#### Exercise goal
Collect every line of the records below that contains the word "branch", copying each line in full.

#### Exercise materials
=======
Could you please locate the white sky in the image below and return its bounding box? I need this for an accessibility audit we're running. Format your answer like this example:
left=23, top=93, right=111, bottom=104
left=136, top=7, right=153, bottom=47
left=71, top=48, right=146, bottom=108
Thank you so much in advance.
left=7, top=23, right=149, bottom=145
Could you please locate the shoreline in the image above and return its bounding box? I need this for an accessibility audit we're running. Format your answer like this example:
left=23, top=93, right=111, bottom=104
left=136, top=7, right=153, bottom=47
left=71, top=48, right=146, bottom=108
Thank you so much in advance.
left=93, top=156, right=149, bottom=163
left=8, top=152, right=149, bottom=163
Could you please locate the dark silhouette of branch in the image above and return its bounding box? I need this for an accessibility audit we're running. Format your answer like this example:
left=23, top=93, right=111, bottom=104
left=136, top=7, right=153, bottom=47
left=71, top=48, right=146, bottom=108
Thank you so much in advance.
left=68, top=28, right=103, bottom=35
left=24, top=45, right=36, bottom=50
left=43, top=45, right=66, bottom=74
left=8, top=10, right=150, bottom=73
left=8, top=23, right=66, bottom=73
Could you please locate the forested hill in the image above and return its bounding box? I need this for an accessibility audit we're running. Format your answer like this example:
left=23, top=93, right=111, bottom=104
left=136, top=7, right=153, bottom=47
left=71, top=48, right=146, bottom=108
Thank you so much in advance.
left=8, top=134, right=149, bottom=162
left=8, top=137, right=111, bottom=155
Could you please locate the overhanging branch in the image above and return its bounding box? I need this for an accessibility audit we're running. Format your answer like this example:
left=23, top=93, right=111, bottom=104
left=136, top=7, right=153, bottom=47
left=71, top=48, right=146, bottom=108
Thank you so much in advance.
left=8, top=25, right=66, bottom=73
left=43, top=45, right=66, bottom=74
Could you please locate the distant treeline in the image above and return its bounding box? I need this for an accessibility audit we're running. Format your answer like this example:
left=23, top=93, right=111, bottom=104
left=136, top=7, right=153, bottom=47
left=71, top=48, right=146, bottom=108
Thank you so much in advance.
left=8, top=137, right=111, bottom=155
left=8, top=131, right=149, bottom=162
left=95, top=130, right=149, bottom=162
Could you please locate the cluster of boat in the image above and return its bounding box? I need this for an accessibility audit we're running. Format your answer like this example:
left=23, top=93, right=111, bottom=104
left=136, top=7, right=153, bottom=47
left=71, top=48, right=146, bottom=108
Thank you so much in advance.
=======
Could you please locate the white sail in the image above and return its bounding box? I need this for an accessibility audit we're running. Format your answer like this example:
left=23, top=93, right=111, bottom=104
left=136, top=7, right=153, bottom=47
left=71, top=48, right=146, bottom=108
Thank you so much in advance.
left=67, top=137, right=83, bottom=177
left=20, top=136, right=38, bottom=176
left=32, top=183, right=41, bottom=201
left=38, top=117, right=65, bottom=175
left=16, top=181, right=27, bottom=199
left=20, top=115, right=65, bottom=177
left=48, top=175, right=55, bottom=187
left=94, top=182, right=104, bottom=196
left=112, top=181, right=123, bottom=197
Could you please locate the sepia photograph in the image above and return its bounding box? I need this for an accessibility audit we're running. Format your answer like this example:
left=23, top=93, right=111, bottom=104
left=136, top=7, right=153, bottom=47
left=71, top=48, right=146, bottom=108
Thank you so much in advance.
=======
#### Solution to the exercise
Could you please locate the dark silhouette of branch in the image above and return its bounding box? I need this for an accessibility audit we're running. Format your answer like this example:
Could you please locate the overhanging branch in the image above and return its bounding box? I need this for an accessibility audit we're running. Format your answer like this example:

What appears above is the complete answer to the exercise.